* Start DATA SUPPLIED *
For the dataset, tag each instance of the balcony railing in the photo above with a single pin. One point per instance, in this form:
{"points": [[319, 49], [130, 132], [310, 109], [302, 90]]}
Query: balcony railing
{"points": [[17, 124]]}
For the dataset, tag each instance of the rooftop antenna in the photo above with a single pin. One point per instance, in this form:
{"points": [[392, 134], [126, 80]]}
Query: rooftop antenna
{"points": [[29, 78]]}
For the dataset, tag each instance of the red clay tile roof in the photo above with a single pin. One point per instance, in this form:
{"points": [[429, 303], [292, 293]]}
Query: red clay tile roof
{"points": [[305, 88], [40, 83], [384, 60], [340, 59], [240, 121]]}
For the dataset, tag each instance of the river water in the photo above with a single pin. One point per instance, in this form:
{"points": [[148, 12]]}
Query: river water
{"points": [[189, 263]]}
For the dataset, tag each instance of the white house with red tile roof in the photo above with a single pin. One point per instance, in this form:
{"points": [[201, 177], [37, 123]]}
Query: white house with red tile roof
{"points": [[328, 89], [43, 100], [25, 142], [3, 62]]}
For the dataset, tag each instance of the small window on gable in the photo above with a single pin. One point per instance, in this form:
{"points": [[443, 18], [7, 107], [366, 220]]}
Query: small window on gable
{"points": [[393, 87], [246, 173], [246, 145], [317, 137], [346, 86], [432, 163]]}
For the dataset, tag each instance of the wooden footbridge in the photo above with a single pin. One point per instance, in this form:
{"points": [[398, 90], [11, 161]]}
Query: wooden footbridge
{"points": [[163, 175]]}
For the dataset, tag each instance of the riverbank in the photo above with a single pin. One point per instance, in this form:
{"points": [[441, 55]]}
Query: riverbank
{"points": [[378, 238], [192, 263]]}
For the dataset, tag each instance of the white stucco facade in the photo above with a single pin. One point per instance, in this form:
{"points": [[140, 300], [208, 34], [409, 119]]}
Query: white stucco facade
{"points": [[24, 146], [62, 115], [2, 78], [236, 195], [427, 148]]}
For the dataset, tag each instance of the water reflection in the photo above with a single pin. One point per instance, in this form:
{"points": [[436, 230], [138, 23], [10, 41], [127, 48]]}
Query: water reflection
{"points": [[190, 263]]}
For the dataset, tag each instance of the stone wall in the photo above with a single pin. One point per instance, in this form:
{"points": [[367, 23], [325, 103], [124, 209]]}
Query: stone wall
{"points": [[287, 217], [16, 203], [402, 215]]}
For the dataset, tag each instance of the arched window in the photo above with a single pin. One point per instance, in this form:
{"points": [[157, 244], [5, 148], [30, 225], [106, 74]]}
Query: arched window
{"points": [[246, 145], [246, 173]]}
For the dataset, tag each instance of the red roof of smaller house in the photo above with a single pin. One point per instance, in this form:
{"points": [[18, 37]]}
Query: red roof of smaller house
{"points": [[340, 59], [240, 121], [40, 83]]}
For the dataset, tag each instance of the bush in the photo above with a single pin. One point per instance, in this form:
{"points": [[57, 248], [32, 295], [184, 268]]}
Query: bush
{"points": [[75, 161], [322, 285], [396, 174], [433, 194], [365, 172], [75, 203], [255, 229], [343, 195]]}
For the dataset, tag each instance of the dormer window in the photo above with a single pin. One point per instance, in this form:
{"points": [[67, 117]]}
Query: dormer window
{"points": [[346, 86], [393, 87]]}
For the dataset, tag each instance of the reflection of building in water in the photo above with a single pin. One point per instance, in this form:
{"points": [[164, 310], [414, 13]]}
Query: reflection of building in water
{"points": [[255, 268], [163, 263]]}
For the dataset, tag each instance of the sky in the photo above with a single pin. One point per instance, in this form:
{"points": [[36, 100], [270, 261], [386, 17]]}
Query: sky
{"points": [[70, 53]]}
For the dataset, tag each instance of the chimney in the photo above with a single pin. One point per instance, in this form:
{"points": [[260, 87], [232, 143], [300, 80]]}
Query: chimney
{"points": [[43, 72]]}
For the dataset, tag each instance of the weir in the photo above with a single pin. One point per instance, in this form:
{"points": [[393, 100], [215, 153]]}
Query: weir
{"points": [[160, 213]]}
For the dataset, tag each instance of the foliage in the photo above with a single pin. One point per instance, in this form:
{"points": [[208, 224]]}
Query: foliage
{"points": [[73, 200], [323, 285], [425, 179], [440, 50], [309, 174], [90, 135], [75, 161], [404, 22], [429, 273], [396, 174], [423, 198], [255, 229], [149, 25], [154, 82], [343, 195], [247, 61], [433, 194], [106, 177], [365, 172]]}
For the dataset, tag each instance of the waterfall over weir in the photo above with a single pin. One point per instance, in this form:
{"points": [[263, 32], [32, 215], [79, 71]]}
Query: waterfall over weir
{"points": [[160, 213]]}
* End DATA SUPPLIED *
• _GIVEN EXERCISE_
From the line containing "For the dataset, tag each instance of the waterfall" down to the last line, reproduce the records exactly. Include both ends.

• _ANSWER FOR THIS EXERCISE_
For the dataset, tag each instance of the waterfall over weir in the photo above with a single pin. One point per instance, in this form:
{"points": [[263, 32], [32, 215], [79, 71]]}
Query: waterfall over weir
{"points": [[160, 213]]}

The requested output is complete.